◆ Task brief: Pull out every line of the rows below that contains the word "When".

◆ Working data:
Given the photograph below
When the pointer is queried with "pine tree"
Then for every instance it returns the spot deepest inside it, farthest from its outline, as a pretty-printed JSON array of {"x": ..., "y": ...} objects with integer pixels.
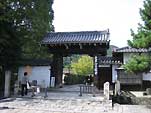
[{"x": 141, "y": 39}]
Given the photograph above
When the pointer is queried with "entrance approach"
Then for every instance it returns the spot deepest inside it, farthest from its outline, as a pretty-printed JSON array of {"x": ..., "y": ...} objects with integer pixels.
[{"x": 62, "y": 44}]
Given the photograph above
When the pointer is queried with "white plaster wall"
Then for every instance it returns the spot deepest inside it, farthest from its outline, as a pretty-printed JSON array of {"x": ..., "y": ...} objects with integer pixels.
[
  {"x": 38, "y": 73},
  {"x": 147, "y": 76}
]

◆ Response to this exercise:
When the pointer is queried with "pine tree"
When the pointer is queried with "entrance approach"
When the pointer is queried with "white plaster wall"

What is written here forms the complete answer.